## Task instructions
Should any entry hold a picture, omit that picture and copy the rest of the entry exactly.

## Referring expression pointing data
● ● ● ● ● ● ●

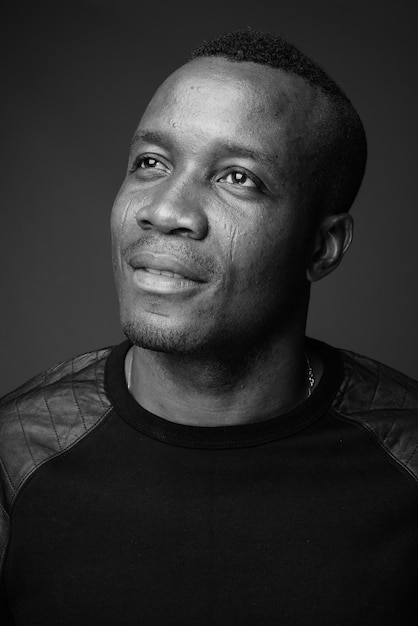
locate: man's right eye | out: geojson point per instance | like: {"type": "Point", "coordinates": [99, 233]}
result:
{"type": "Point", "coordinates": [144, 162]}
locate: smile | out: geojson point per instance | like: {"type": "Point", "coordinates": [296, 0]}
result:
{"type": "Point", "coordinates": [163, 281]}
{"type": "Point", "coordinates": [164, 274]}
{"type": "Point", "coordinates": [152, 270]}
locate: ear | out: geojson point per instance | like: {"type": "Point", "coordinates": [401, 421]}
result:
{"type": "Point", "coordinates": [333, 238]}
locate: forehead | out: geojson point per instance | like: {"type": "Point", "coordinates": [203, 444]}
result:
{"type": "Point", "coordinates": [257, 105]}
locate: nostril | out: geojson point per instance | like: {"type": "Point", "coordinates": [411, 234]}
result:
{"type": "Point", "coordinates": [181, 231]}
{"type": "Point", "coordinates": [145, 224]}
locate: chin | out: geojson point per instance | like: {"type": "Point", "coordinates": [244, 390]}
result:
{"type": "Point", "coordinates": [150, 337]}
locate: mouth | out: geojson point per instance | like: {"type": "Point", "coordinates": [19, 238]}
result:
{"type": "Point", "coordinates": [164, 274]}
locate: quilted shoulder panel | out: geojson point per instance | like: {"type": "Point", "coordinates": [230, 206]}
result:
{"type": "Point", "coordinates": [48, 414]}
{"type": "Point", "coordinates": [385, 402]}
{"type": "Point", "coordinates": [43, 418]}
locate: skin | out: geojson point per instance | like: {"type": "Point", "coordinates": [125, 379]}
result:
{"type": "Point", "coordinates": [218, 191]}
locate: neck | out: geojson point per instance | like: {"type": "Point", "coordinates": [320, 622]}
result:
{"type": "Point", "coordinates": [215, 390]}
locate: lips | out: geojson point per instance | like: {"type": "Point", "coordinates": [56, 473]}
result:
{"type": "Point", "coordinates": [166, 265]}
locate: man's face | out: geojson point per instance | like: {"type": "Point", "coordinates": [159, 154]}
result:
{"type": "Point", "coordinates": [211, 227]}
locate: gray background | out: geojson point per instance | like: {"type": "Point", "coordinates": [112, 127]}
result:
{"type": "Point", "coordinates": [78, 76]}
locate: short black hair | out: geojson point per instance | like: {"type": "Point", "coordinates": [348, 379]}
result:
{"type": "Point", "coordinates": [340, 157]}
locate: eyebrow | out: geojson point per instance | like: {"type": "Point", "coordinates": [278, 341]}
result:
{"type": "Point", "coordinates": [222, 149]}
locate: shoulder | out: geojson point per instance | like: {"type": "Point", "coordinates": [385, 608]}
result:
{"type": "Point", "coordinates": [384, 402]}
{"type": "Point", "coordinates": [49, 414]}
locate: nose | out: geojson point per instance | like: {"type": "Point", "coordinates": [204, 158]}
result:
{"type": "Point", "coordinates": [174, 209]}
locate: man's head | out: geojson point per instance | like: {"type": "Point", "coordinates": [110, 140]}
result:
{"type": "Point", "coordinates": [235, 197]}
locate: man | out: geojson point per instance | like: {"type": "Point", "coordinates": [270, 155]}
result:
{"type": "Point", "coordinates": [218, 467]}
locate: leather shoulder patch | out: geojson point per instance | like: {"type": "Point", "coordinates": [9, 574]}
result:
{"type": "Point", "coordinates": [48, 414]}
{"type": "Point", "coordinates": [384, 402]}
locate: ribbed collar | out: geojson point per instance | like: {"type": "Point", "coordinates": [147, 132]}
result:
{"type": "Point", "coordinates": [220, 437]}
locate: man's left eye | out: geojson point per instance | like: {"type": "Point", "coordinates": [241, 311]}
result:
{"type": "Point", "coordinates": [238, 178]}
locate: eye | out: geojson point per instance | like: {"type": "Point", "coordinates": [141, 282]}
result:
{"type": "Point", "coordinates": [239, 178]}
{"type": "Point", "coordinates": [147, 162]}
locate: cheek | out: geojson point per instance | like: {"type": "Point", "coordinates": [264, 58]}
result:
{"type": "Point", "coordinates": [121, 221]}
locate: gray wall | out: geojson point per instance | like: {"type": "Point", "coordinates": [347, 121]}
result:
{"type": "Point", "coordinates": [78, 75]}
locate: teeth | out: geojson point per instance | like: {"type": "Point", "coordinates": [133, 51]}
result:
{"type": "Point", "coordinates": [151, 270]}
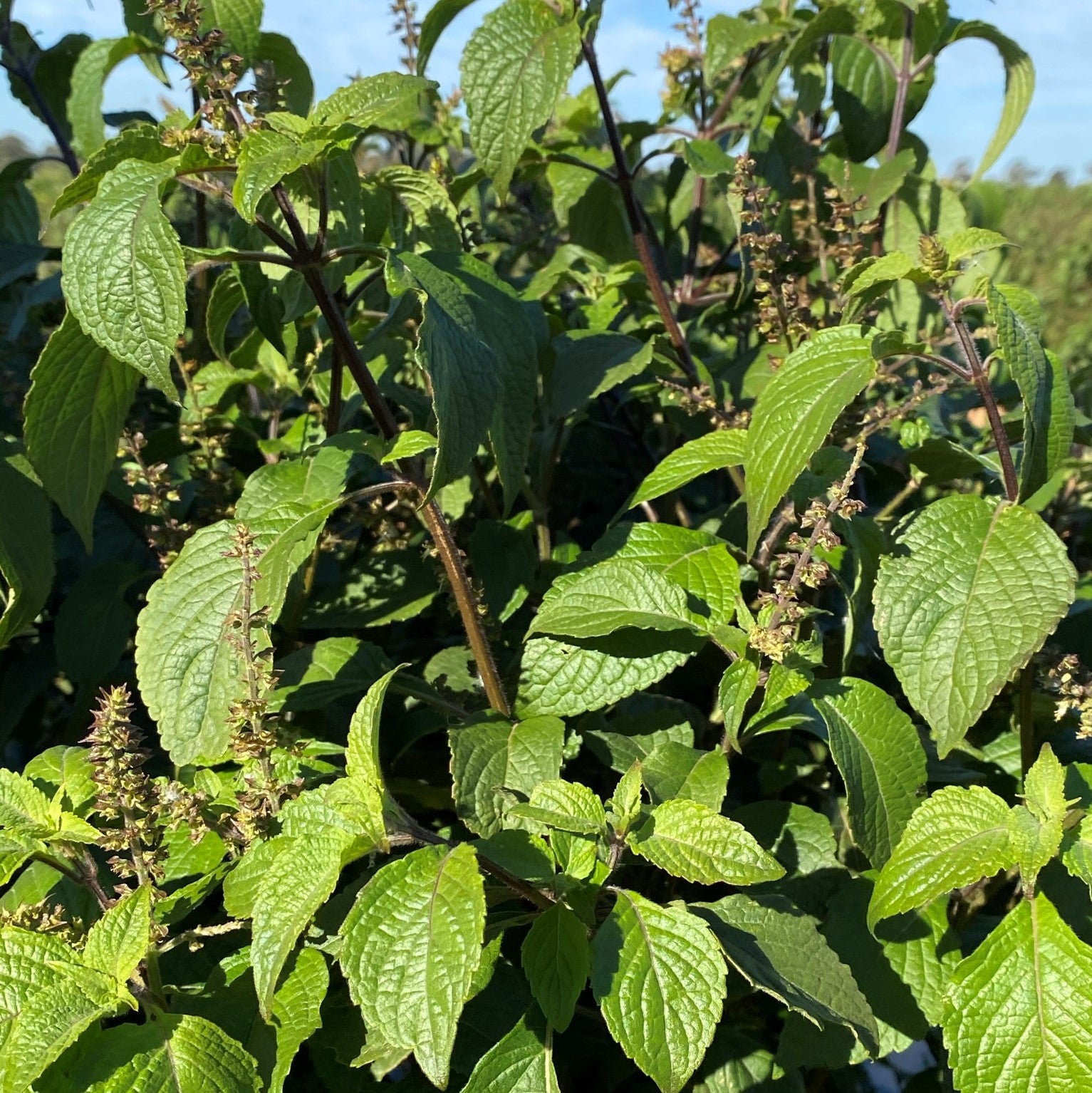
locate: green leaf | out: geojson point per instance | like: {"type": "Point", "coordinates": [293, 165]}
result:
{"type": "Point", "coordinates": [1049, 415]}
{"type": "Point", "coordinates": [730, 37]}
{"type": "Point", "coordinates": [75, 413]}
{"type": "Point", "coordinates": [969, 242]}
{"type": "Point", "coordinates": [521, 1062]}
{"type": "Point", "coordinates": [1019, 1007]}
{"type": "Point", "coordinates": [711, 452]}
{"type": "Point", "coordinates": [23, 807]}
{"type": "Point", "coordinates": [174, 1054]}
{"type": "Point", "coordinates": [556, 959]}
{"type": "Point", "coordinates": [674, 770]}
{"type": "Point", "coordinates": [362, 753]}
{"type": "Point", "coordinates": [566, 678]}
{"type": "Point", "coordinates": [608, 597]}
{"type": "Point", "coordinates": [84, 108]}
{"type": "Point", "coordinates": [971, 593]}
{"type": "Point", "coordinates": [374, 100]}
{"type": "Point", "coordinates": [412, 943]}
{"type": "Point", "coordinates": [241, 21]}
{"type": "Point", "coordinates": [692, 841]}
{"type": "Point", "coordinates": [296, 882]}
{"type": "Point", "coordinates": [26, 546]}
{"type": "Point", "coordinates": [189, 675]}
{"type": "Point", "coordinates": [1077, 851]}
{"type": "Point", "coordinates": [47, 1000]}
{"type": "Point", "coordinates": [266, 157]}
{"type": "Point", "coordinates": [588, 363]}
{"type": "Point", "coordinates": [880, 757]}
{"type": "Point", "coordinates": [296, 1010]}
{"type": "Point", "coordinates": [957, 836]}
{"type": "Point", "coordinates": [278, 58]}
{"type": "Point", "coordinates": [224, 301]}
{"type": "Point", "coordinates": [124, 276]}
{"type": "Point", "coordinates": [504, 325]}
{"type": "Point", "coordinates": [795, 413]}
{"type": "Point", "coordinates": [658, 976]}
{"type": "Point", "coordinates": [462, 368]}
{"type": "Point", "coordinates": [120, 941]}
{"type": "Point", "coordinates": [514, 70]}
{"type": "Point", "coordinates": [697, 561]}
{"type": "Point", "coordinates": [904, 970]}
{"type": "Point", "coordinates": [494, 755]}
{"type": "Point", "coordinates": [140, 143]}
{"type": "Point", "coordinates": [779, 950]}
{"type": "Point", "coordinates": [1019, 83]}
{"type": "Point", "coordinates": [737, 685]}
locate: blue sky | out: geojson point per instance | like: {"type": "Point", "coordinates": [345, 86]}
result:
{"type": "Point", "coordinates": [343, 37]}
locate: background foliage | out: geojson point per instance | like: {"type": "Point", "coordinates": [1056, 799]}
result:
{"type": "Point", "coordinates": [558, 601]}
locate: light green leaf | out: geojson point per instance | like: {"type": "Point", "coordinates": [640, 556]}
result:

● ● ● ● ● ● ●

## Task solution
locate: man's right eye | out: geojson point per instance | like: {"type": "Point", "coordinates": [99, 233]}
result:
{"type": "Point", "coordinates": [144, 162]}
locate: smile | out: geojson point per instance | like: {"type": "Point", "coordinates": [296, 0]}
result:
{"type": "Point", "coordinates": [163, 281]}
{"type": "Point", "coordinates": [164, 274]}
{"type": "Point", "coordinates": [152, 270]}
locate: ear | out: geojson point per instance | like: {"type": "Point", "coordinates": [401, 421]}
result:
{"type": "Point", "coordinates": [333, 238]}
locate: forehead | out: geojson point per instance | like: {"type": "Point", "coordinates": [203, 444]}
result:
{"type": "Point", "coordinates": [257, 105]}
locate: nostril | out: geojson point per instance | like: {"type": "Point", "coordinates": [411, 234]}
result:
{"type": "Point", "coordinates": [181, 231]}
{"type": "Point", "coordinates": [145, 224]}
locate: chin | out: geojson point per instance | like: {"type": "Point", "coordinates": [244, 390]}
result:
{"type": "Point", "coordinates": [150, 337]}
locate: mouth | out: geojson point per instance | like: {"type": "Point", "coordinates": [19, 238]}
result:
{"type": "Point", "coordinates": [164, 274]}
locate: quilted shoulder panel | out: geojson point per instance | like: {"type": "Point", "coordinates": [230, 206]}
result:
{"type": "Point", "coordinates": [48, 414]}
{"type": "Point", "coordinates": [385, 402]}
{"type": "Point", "coordinates": [43, 418]}
locate: skin | out: geojson point per instance | like: {"type": "Point", "coordinates": [125, 379]}
result:
{"type": "Point", "coordinates": [218, 191]}
locate: neck | out: geojson point per instance | like: {"type": "Point", "coordinates": [320, 622]}
result:
{"type": "Point", "coordinates": [215, 390]}
locate: lips | out: geojson point per instance | like: {"type": "Point", "coordinates": [56, 473]}
result:
{"type": "Point", "coordinates": [166, 265]}
locate: man's face | out: geojson point per instance | like: {"type": "Point", "coordinates": [159, 154]}
result:
{"type": "Point", "coordinates": [211, 227]}
locate: gray background | out: geojson point per instance | like: {"type": "Point", "coordinates": [112, 127]}
result:
{"type": "Point", "coordinates": [78, 76]}
locate: short black hair | out: geojson point per instance | like: {"type": "Point", "coordinates": [348, 379]}
result:
{"type": "Point", "coordinates": [340, 157]}
locate: eyebrow | out: geojson point per instance | like: {"type": "Point", "coordinates": [278, 341]}
result:
{"type": "Point", "coordinates": [222, 149]}
locate: shoulder | out: geojson point per instance | like: {"type": "Point", "coordinates": [385, 608]}
result:
{"type": "Point", "coordinates": [384, 402]}
{"type": "Point", "coordinates": [49, 414]}
locate: nose | out: geojson point per instance | like: {"type": "Point", "coordinates": [204, 158]}
result:
{"type": "Point", "coordinates": [174, 209]}
locate: man's head | out: geojson point per instance | like: {"type": "Point", "coordinates": [110, 140]}
result:
{"type": "Point", "coordinates": [235, 197]}
locate: man | out: geojson point per instance | like: {"type": "Point", "coordinates": [270, 155]}
result:
{"type": "Point", "coordinates": [218, 467]}
locate: leather shoulder patch | out: geojson point per instance | like: {"type": "Point", "coordinates": [9, 574]}
result:
{"type": "Point", "coordinates": [48, 414]}
{"type": "Point", "coordinates": [384, 402]}
locate: ribbed collar | out: geojson point per instance | like: {"type": "Point", "coordinates": [147, 132]}
result:
{"type": "Point", "coordinates": [220, 437]}
locate: man's left eye | out: geojson point per instance | like: {"type": "Point", "coordinates": [241, 311]}
result:
{"type": "Point", "coordinates": [238, 178]}
locate: eye | out: geojson point per instance | like: {"type": "Point", "coordinates": [141, 282]}
result:
{"type": "Point", "coordinates": [239, 178]}
{"type": "Point", "coordinates": [147, 162]}
locate: cheek | out: geojson point per instance | like: {"type": "Point", "coordinates": [264, 58]}
result:
{"type": "Point", "coordinates": [121, 221]}
locate: gray wall | out: geojson point per instance | like: {"type": "Point", "coordinates": [347, 121]}
result:
{"type": "Point", "coordinates": [78, 75]}
locate: teeth | out: geojson point per instance | like: {"type": "Point", "coordinates": [133, 51]}
result:
{"type": "Point", "coordinates": [151, 270]}
locate: green leaf | out: geojson point per instance | like: {"type": "Point", "coordinates": [293, 165]}
result:
{"type": "Point", "coordinates": [1049, 415]}
{"type": "Point", "coordinates": [730, 37]}
{"type": "Point", "coordinates": [75, 413]}
{"type": "Point", "coordinates": [969, 242]}
{"type": "Point", "coordinates": [521, 1062]}
{"type": "Point", "coordinates": [1019, 1007]}
{"type": "Point", "coordinates": [711, 452]}
{"type": "Point", "coordinates": [23, 807]}
{"type": "Point", "coordinates": [174, 1054]}
{"type": "Point", "coordinates": [556, 959]}
{"type": "Point", "coordinates": [674, 770]}
{"type": "Point", "coordinates": [362, 753]}
{"type": "Point", "coordinates": [566, 678]}
{"type": "Point", "coordinates": [608, 597]}
{"type": "Point", "coordinates": [84, 108]}
{"type": "Point", "coordinates": [971, 593]}
{"type": "Point", "coordinates": [374, 100]}
{"type": "Point", "coordinates": [412, 943]}
{"type": "Point", "coordinates": [241, 21]}
{"type": "Point", "coordinates": [692, 841]}
{"type": "Point", "coordinates": [296, 882]}
{"type": "Point", "coordinates": [26, 546]}
{"type": "Point", "coordinates": [189, 675]}
{"type": "Point", "coordinates": [1077, 851]}
{"type": "Point", "coordinates": [47, 1000]}
{"type": "Point", "coordinates": [266, 157]}
{"type": "Point", "coordinates": [588, 363]}
{"type": "Point", "coordinates": [880, 757]}
{"type": "Point", "coordinates": [296, 1010]}
{"type": "Point", "coordinates": [957, 836]}
{"type": "Point", "coordinates": [278, 58]}
{"type": "Point", "coordinates": [224, 301]}
{"type": "Point", "coordinates": [124, 276]}
{"type": "Point", "coordinates": [504, 325]}
{"type": "Point", "coordinates": [795, 413]}
{"type": "Point", "coordinates": [658, 976]}
{"type": "Point", "coordinates": [462, 368]}
{"type": "Point", "coordinates": [120, 941]}
{"type": "Point", "coordinates": [514, 70]}
{"type": "Point", "coordinates": [697, 561]}
{"type": "Point", "coordinates": [904, 970]}
{"type": "Point", "coordinates": [494, 755]}
{"type": "Point", "coordinates": [140, 143]}
{"type": "Point", "coordinates": [779, 950]}
{"type": "Point", "coordinates": [1019, 83]}
{"type": "Point", "coordinates": [737, 685]}
locate: blue sky | out: geojson point per instance | like: {"type": "Point", "coordinates": [345, 86]}
result:
{"type": "Point", "coordinates": [343, 37]}
locate: background foliage | out: geojson point per instance | like: {"type": "Point", "coordinates": [1056, 799]}
result:
{"type": "Point", "coordinates": [558, 601]}
locate: light green leaf | out: geojson point per instance | like: {"type": "Point", "coordinates": [640, 556]}
result:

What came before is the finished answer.